▶ _PROMPT A_
Transcribe the passage on the Isle of Saint Honorat, starting at "St. Honorat is" and ending at "of the monks.".
▶ _PROMPT B_
Go on with the piece about the Isle of Saint Honorat from its final sentence.

[START TEXT PASSAGE]

The Isle of Saint Honorat off the coast of Cannes
This tiny island is so close to Cannes and the Cote d’Azur and yet it’s another world away…
Just in time to catch the 11.00am sailing from the Old Port of Cannes, I take a short but picturesque boat ride across the Bay of Cannes to the Islands of Lerins. The larger of the two islands is Ste. Margeurite where the ‘Man in the Iron Mask’ was said to be imprisoned in the fort that still stands. Its smaller neighbour is St. Honorat, and the boat docks in the narrow channel between the islands where a fleet of small craft idle in the crystal blue shallows. As I set foot on the cushion of pine needles onshore, I am greeted by a chorus of cicadas chirping in the canopy overhead.
St. Honorat is a mere 1.5km x 4km and currently home to twenty-one Cistercian monks of the ‘Abbaye de Lerins’, who live and work in silent prayer and have been cultivating their vines and skill since the middle ages. I venture along a shaded path and discover an ancient chapel – la Chapelle de St. Pierre – and in the hush of the dimly-lit room with simple stone altar below a crucifix, I admire an exhibit portraying the daily life of the monks.
I stroll past giant cacti and rock pools along the shore where visitors enjoy a refreshing swim. To one side lie the vineyards, stretching the length and breadth of the island, and to the other the sea. It is an oasis of calm, and as the midday sun beats down on the vivid bougainvillea and church bells peel, I arrive at the Abbey, its cobbled entrance beckoning. The cloister, draped in cascading plant life with old stone baths in the gardens opposite, leads me through a series of arches heralding the service to God and a calling to the Light. Inside, the Abbey is bare without frescos, stained glass windows or adornment, its plain wooden pews offering a cool and humble place of prayer. I sit in contemplation for a while savouring the cool. A tall, lone Monk walks by.
Next to the Abbey is a boutique selling ‘les Products Monestiques’ – honey, soaps and most significantly wines, which are produced by the monks on an eight-hectare vineyard consisting of five micro-terroirs planted with red and white grape varieties. The grapes, the terroir and the climate magically blend together and the grapes are painstakingly harvested by hand, producing high quality wines (around 35,000 bottles a year), as well as liqueurs like ‘Lerincello’, for the past 150 years.

[END TEXT PASSAGE]
[START SOURCE EXCERPT]

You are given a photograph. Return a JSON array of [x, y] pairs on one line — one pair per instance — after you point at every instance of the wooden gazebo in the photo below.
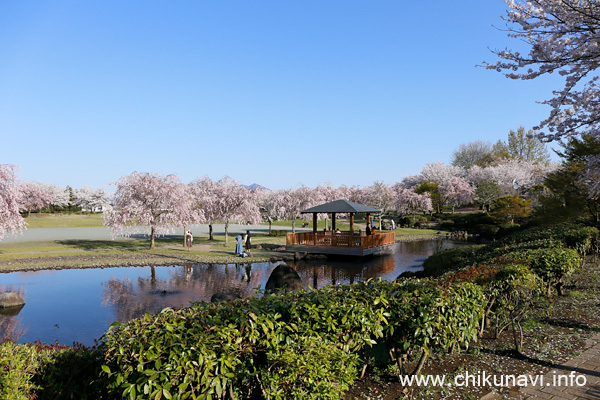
[[351, 242]]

[END SOURCE EXCERPT]

▶ _EXERCISE RESPONSE A_
St. Honorat is a mere 1.5km x 4km and currently home to twenty-one Cistercian monks of the ‘Abbaye de Lerins’, who live and work in silent prayer and have been cultivating their vines and skill since the middle ages. I venture along a shaded path and discover an ancient chapel – la Chapelle de St. Pierre – and in the hush of the dimly-lit room with simple stone altar below a crucifix, I admire an exhibit portraying the daily life of the monks.

▶ _EXERCISE RESPONSE B_
Outside, the heat is omni-present and I drink from an old well, turning the brass tap and filling my cupped hands. A dragonfly pauses in flight nearby and giant orange geraniums burst from wooden barrels along the sandy trails. Angelica flowers sway on long stems like huge dandelions. Yellow butterflies flutter in pairs among the foliage and white olive trees. As I peer over the sea wall, past the reconstruction of the Abbey’s Fort Tower, I look out across the Mediterranean sea towards North Africa and marvel at the giant expanse before me from this tiny, sacred isle.
For lunch, I wander back past more chapels and ancient statues to the ‘La Tonnelle Restaurant” near the wharf and am seated at a table on the terrace overlooking the yachts. Thankfully, there is shade and a gentle sea breeze. I sip a cold beer and study the menu which offers either ‘Entree/Plat’ or ‘Plat/Dessert’ for 30 Euros. I choose the ‘Filet de Dorade’ (Sea Bream) with roasted new potatoes, cherry tomatoes and a puree of sweet potatoes followed by a delicious, fresh fig tart with glazed strawberry on top and a scoop of vanilla ice-cream, accompanied by a ‘Coup de Prosecco’! A perfect lunch to end a perfect day – so close to Cannes and the Cote d’Azur and yet another world away.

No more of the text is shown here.